> DIRECTION:
Copy out all the records, word for word.

==== PROVIDED DATA

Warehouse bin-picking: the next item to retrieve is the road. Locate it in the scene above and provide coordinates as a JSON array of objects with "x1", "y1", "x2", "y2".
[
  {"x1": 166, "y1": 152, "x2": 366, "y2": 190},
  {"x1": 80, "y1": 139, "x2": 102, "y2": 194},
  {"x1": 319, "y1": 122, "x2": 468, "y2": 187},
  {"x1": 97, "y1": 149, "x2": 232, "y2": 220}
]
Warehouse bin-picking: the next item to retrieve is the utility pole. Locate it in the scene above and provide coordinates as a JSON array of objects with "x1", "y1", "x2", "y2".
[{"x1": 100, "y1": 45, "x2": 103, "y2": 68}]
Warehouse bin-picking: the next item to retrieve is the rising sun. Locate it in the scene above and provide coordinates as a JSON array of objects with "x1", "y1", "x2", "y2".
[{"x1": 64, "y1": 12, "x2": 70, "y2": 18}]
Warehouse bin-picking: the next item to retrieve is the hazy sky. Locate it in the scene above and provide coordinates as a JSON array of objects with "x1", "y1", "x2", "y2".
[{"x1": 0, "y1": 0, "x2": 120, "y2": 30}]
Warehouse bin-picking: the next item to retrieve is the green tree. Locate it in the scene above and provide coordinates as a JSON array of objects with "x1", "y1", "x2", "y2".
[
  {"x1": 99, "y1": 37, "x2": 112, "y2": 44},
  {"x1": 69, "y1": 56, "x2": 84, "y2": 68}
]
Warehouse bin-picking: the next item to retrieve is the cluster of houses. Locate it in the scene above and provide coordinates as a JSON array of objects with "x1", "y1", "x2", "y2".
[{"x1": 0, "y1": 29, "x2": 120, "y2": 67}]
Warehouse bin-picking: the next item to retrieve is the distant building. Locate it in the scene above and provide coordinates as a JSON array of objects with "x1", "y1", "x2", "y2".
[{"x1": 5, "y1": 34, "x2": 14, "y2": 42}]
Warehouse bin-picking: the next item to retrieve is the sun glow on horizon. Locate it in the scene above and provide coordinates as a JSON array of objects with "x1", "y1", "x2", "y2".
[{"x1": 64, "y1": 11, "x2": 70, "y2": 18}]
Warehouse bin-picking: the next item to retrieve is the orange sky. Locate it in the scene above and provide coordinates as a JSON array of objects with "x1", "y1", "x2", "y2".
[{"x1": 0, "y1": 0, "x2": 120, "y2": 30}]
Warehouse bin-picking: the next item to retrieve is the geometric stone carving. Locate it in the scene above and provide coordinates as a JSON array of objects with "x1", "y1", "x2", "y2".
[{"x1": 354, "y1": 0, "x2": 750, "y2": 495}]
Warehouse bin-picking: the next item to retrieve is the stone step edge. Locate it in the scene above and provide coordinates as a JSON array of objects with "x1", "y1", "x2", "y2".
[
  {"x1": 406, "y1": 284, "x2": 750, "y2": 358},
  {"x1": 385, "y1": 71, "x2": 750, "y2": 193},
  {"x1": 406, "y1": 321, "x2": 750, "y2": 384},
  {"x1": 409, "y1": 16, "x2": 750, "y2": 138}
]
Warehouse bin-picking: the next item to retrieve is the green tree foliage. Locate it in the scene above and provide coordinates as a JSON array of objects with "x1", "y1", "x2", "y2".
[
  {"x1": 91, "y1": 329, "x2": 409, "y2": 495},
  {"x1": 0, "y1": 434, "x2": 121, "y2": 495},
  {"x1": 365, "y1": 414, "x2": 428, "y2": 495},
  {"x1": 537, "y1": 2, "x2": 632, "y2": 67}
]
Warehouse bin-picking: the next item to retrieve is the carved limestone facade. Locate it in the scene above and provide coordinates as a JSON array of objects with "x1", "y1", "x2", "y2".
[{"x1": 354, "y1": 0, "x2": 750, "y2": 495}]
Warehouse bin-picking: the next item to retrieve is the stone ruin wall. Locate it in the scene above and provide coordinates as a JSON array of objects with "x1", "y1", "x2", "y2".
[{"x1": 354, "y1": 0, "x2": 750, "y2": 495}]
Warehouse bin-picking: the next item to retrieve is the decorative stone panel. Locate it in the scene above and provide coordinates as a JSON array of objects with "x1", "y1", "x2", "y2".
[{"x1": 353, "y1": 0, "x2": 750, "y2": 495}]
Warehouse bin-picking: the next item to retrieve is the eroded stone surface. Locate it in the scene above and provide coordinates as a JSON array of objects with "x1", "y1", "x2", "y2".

========

> SOLUTION TO THE EXERCISE:
Warehouse bin-picking: the next item to retrieve is the road. Locate it in the scene above and provide coordinates as a JSON array of objects with "x1", "y1", "x2", "y2".
[
  {"x1": 166, "y1": 152, "x2": 366, "y2": 190},
  {"x1": 80, "y1": 139, "x2": 102, "y2": 194},
  {"x1": 319, "y1": 122, "x2": 468, "y2": 187},
  {"x1": 97, "y1": 149, "x2": 232, "y2": 220}
]
Warehouse bin-picking: the next item to retrieve is the utility pole. Locate it in the scene above and provide coordinates as a JSON array of objects with "x1", "y1", "x2", "y2".
[{"x1": 100, "y1": 45, "x2": 103, "y2": 68}]
Warehouse bin-picking: the next item to retrieve is the rising sun. Locate it in the scene above and provide coordinates as a JSON array of objects with "x1", "y1", "x2", "y2".
[{"x1": 64, "y1": 12, "x2": 70, "y2": 18}]
Warehouse bin-picking: the next item to retrieve is the hazy sky. Locate it in the scene above and provide coordinates as a JSON array of objects with "x1", "y1", "x2", "y2".
[{"x1": 0, "y1": 0, "x2": 120, "y2": 30}]
Warehouse bin-picking: the next item to retrieve is the green tree. Locate it in the scene above and provide coordinates as a JSON array of objects with "x1", "y1", "x2", "y2".
[
  {"x1": 99, "y1": 37, "x2": 112, "y2": 44},
  {"x1": 69, "y1": 56, "x2": 84, "y2": 68}
]
Warehouse bin-picking: the next item to retrieve is the cluster of houses. Locate it in the scene above and provide coordinates as a JSON array of objects with "x1", "y1", "x2", "y2".
[{"x1": 0, "y1": 29, "x2": 120, "y2": 67}]
Warehouse bin-picking: the next item to retrieve is the distant building. Locate it in the scene above and provide coordinates as a JSON array of objects with "x1", "y1", "x2", "y2".
[{"x1": 5, "y1": 34, "x2": 14, "y2": 42}]
Warehouse bin-picking: the next item to retrieve is the sun glow on horizon. Locate it in the scene above and provide coordinates as a JSON array of objects with "x1", "y1", "x2", "y2".
[{"x1": 64, "y1": 11, "x2": 70, "y2": 18}]
Warehouse bin-picking: the next item to retrieve is the orange sky. Locate it in the scene above and provide coordinates as a JSON array of objects with "x1", "y1", "x2", "y2".
[{"x1": 0, "y1": 0, "x2": 120, "y2": 30}]
Warehouse bin-picking: the next item to retrieve is the geometric stone carving. Locate it in the scene above and provide coordinates as a JSON array of objects with "x1", "y1", "x2", "y2".
[{"x1": 354, "y1": 0, "x2": 750, "y2": 495}]
Warehouse bin-picking: the next item to retrieve is the stone step edge. Locate it in the scene above and provide coordinates as a JSON array of objects with "x1", "y1", "x2", "y2".
[
  {"x1": 406, "y1": 284, "x2": 750, "y2": 358},
  {"x1": 385, "y1": 71, "x2": 750, "y2": 193},
  {"x1": 406, "y1": 321, "x2": 750, "y2": 384},
  {"x1": 409, "y1": 16, "x2": 750, "y2": 138}
]
Warehouse bin-picking: the next item to retrieve is the green tree foliage. Locate it in the scene above and provide coordinates as a JSON array of objects with "x1", "y1", "x2", "y2".
[
  {"x1": 91, "y1": 329, "x2": 409, "y2": 495},
  {"x1": 0, "y1": 434, "x2": 121, "y2": 495},
  {"x1": 365, "y1": 414, "x2": 428, "y2": 495},
  {"x1": 537, "y1": 2, "x2": 632, "y2": 67}
]
Warehouse bin-picking: the next item to retrieve is the carved limestone facade. Locate it in the scene above and provide coordinates as a JSON array of objects with "x1", "y1", "x2", "y2".
[{"x1": 354, "y1": 0, "x2": 750, "y2": 495}]
Warehouse bin-picking: the next item to retrieve is the stone ruin wall. Locate it in the scene above and provide coordinates as a JSON array of objects with "x1", "y1", "x2", "y2".
[{"x1": 354, "y1": 0, "x2": 750, "y2": 495}]
Warehouse bin-picking: the next item to retrieve is the decorative stone panel. Locate it in the scene above and provide coordinates as a JSON array of objects with "x1", "y1", "x2", "y2".
[{"x1": 353, "y1": 0, "x2": 750, "y2": 495}]
Warehouse bin-picking: the next item to retrieve is the eroded stone surface. Locate it in the scene above and provide coordinates as a JSON array of objects with "x1", "y1", "x2", "y2".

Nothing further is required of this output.